GIVEN EXERCISE —
Could you condense Bashir's paragraph in the broadcast transcript that begins "And so we're seeing streams of people" into a shorter version that keeps its main facts?

TEXT SECTION —

ANDERSON COOPER, CNN HOST: King Charles III offering a farewell salute to his mother before her coffin left London for the last time. Now the one of the impactful images from Queen Elizabeth's funeral today, there were so many. We want to hear from more of the people who crowded the streets to see the Queen. Let's go to Nada Bashir in Windsor. Nada?
NADA BASHIR, CNN REPORTER: And so we're seeing streams of people coming from the long walk after viewing that procession paying their final respects to the Queen many of them with camping chairs, blankets, of course may even have been waiting for hours, some of them even overnight for this historic moment. And we're joined by Becca and Sarah who actually at the long walk, what was that experience like for you to be there?
SARAH TAYLOR, PAID TRIBUTE AT WINDSOR: It was a real somber moment, but also it's a celebration. And I feel that everybody was there to celebrate the Queen and the new King if I'm completely honest. It was a real spectacle, a real spectacle to see.
BASHIR: Yes. I mean, this is a moment of history. It's something I'm sure you'll remember for the rest of your life.
BECCA GILLETT, PAID TRIBUTE AT WINDSOR: Yes, 100 percent. It was really emotional seeing everybody there.
TAYLOR: Particularly the hearse --
GILLETT: Yes, yes.
TAYLOR: You could feel the mood change. And everybody kind of, you know, became tearful, but then again, clapped afterwards.
GILLETT: There was silence within the carpet. It was honestly, really emotional.
BASHIR: And you're both local to Windsor, I mean how integral is the royal family to this town?
TAYLOR: It's immense. It's absolutely immense. I think all of us are so proud to have our whole royal family beyond our doorstep. I mean to come into Windsor and you live five minute away from the castle and the Queen would and hopefully King Charles will, it's just amazing. We're so proud.
BASHIR: And that really is the sentiment we've been hearing from people across this high street here, Anderson, many of them so proud to have been part at this moment of history. But of course, there is a somber mood. This is the final resting place for the late, Queen, Anderson.
COOPER: Yes, Nada Bashir, thank you so much. Back with Max Foster, Kate Williams, and Clarissa Ward. Max, I mean you have been covering this around the clock. I don't know how you're holding up, but what stands out to you today?

Some records:
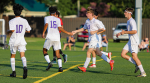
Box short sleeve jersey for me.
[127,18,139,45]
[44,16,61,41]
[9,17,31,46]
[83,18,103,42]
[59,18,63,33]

FULL RESPONSE —
Crowds are streaming in from the long walk after watching the procession and paying their final respects to the Queen. Many brought camping chairs and blankets, and some waited for hours or even overnight. Bashir is joined by Becca and Sarah, who were at the long walk, and asks them what the experience was like.